■ REQUIREMENTS
Recast the material as a numbered list, starting at the line that contains "213, row 367." and ending at the line that contains "column 39, row 180", with both of those lines included and any blank lines dropped.

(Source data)
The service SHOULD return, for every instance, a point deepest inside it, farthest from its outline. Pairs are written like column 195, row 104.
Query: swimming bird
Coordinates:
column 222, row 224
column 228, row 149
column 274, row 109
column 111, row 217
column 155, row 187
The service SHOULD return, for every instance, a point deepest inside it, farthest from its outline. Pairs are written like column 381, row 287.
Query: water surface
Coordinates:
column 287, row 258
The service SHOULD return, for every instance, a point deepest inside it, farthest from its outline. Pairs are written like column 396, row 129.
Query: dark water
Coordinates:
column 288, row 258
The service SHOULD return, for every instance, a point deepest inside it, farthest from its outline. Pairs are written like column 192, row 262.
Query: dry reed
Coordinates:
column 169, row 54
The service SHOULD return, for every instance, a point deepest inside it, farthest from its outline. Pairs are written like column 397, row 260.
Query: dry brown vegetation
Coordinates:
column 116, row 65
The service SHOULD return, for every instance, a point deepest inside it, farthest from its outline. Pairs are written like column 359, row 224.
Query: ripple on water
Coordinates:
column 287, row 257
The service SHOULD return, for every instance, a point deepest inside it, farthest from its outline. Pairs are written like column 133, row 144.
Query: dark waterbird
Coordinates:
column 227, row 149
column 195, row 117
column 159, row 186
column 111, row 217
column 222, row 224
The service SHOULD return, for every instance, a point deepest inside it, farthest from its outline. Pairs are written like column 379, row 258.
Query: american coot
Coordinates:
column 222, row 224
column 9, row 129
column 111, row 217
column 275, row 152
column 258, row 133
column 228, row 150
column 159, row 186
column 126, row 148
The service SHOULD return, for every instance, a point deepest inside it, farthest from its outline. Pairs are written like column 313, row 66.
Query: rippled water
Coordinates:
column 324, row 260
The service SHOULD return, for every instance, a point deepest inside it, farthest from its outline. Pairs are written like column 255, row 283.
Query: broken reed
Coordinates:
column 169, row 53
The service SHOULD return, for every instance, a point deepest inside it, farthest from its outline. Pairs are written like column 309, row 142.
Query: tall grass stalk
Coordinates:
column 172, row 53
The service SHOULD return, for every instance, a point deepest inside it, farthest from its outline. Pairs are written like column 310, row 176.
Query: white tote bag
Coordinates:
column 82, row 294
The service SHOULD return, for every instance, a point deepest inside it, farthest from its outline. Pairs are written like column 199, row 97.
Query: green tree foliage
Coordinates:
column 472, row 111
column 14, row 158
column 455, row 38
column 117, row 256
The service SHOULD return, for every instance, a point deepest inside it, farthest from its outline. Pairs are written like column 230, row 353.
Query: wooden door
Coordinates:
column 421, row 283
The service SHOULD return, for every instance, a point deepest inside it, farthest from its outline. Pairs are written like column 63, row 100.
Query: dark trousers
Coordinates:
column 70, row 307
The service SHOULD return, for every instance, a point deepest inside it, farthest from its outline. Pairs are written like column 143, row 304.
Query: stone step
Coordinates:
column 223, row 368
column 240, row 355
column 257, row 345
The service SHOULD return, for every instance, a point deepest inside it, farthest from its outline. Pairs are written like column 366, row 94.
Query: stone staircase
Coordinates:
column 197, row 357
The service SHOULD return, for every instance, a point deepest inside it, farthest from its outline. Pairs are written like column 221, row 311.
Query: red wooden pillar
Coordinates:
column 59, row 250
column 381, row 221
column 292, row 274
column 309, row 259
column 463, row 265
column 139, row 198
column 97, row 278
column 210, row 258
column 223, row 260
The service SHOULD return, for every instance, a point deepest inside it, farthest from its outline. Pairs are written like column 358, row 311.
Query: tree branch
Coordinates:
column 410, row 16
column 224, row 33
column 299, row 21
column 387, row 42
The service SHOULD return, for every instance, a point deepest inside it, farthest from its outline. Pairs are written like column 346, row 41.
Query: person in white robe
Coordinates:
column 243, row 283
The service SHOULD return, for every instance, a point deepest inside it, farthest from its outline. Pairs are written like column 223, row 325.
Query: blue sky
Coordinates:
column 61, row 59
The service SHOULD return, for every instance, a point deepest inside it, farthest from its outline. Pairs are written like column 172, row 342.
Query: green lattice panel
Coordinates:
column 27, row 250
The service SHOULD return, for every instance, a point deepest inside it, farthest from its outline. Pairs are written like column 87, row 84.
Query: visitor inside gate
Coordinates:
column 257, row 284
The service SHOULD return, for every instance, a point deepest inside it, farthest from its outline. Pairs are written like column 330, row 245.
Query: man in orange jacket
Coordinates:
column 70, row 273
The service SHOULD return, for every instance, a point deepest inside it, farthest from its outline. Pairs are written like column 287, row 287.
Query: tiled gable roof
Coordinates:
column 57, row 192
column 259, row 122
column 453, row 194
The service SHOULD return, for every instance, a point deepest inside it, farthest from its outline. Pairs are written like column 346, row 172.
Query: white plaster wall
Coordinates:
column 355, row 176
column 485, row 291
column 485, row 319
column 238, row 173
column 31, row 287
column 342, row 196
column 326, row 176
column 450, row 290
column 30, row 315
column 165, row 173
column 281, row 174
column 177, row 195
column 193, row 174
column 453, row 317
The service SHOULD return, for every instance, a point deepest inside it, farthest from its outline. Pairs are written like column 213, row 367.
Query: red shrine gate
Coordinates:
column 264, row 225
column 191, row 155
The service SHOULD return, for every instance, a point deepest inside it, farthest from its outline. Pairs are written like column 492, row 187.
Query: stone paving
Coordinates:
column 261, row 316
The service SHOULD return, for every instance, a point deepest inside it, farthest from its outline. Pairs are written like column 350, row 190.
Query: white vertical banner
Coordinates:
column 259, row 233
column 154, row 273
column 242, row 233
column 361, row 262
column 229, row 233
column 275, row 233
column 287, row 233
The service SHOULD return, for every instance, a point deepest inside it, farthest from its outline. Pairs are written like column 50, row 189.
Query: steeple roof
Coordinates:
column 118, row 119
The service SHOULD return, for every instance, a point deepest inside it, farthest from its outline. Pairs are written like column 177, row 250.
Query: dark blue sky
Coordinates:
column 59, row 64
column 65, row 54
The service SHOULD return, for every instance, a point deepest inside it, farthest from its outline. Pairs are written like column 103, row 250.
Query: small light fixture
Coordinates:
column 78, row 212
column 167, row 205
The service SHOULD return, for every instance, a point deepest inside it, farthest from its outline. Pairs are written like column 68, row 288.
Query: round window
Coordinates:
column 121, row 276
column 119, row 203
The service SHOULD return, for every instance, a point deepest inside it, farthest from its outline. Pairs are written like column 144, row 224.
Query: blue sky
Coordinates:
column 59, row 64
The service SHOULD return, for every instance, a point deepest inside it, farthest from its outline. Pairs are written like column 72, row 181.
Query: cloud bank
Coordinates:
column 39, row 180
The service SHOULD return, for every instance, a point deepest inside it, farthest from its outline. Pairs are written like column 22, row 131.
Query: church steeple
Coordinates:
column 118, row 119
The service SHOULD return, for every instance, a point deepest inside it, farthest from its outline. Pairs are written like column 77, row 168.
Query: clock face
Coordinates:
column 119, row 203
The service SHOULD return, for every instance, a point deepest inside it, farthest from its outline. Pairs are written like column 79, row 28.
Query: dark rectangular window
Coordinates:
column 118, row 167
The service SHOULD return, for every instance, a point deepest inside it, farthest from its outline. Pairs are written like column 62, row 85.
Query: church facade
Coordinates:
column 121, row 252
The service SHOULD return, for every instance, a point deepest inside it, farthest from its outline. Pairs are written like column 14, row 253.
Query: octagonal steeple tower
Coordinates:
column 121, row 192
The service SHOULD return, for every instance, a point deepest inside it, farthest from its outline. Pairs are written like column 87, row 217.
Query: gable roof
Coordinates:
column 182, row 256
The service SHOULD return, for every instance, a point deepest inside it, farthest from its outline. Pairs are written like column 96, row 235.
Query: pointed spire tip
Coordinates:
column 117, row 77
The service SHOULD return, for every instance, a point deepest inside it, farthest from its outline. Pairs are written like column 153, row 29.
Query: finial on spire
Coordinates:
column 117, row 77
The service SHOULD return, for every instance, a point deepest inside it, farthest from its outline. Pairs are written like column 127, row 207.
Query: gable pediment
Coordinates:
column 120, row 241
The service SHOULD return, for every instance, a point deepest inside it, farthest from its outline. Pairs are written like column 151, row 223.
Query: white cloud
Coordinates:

■ FULL SOLUTION
1. The service SHOULD return, for every instance, a point deepest inside it, farthest from its outline. Pairs are written like column 213, row 367.
2. Query: red shrine gate
3. Coordinates:
4. column 264, row 225
5. column 191, row 155
6. The service SHOULD return, for every instance, a point deepest inside it, farthest from its outline. Pairs are written like column 492, row 187.
7. Query: stone paving
8. Coordinates:
9. column 261, row 316
10. The service SHOULD return, for every instance, a point deepest inside it, farthest from its outline. Pairs are written like column 350, row 190.
11. Query: white vertical banner
12. Coordinates:
13. column 259, row 233
14. column 154, row 273
15. column 242, row 233
16. column 361, row 262
17. column 229, row 233
18. column 275, row 233
19. column 287, row 233
20. The service SHOULD return, for every instance, a point deepest inside it, farthest from its outline. Pairs are written like column 50, row 189.
21. Query: steeple roof
22. Coordinates:
23. column 118, row 119
24. The service SHOULD return, for every instance, a point deepest inside it, farthest from its outline. Pairs are written like column 177, row 250.
25. Query: dark blue sky
26. Coordinates:
27. column 59, row 64
28. column 65, row 54
29. The service SHOULD return, for every instance, a point deepest inside it, farthest from its outline. Pairs are written like column 103, row 250.
30. Query: small light fixture
31. Coordinates:
32. column 78, row 212
33. column 167, row 205
34. The service SHOULD return, for every instance, a point deepest inside it, farthest from its outline. Pairs are written like column 68, row 288.
35. Query: round window
36. Coordinates:
37. column 121, row 276
38. column 119, row 203
39. The service SHOULD return, for every instance, a point deepest inside it, farthest from its outline. Pairs are written like column 144, row 224.
40. Query: blue sky
41. Coordinates:
42. column 59, row 64
43. The service SHOULD return, for every instance, a point deepest inside it, farthest from its outline. Pairs are written like column 72, row 181.
44. Query: cloud bank
45. Coordinates:
46. column 39, row 180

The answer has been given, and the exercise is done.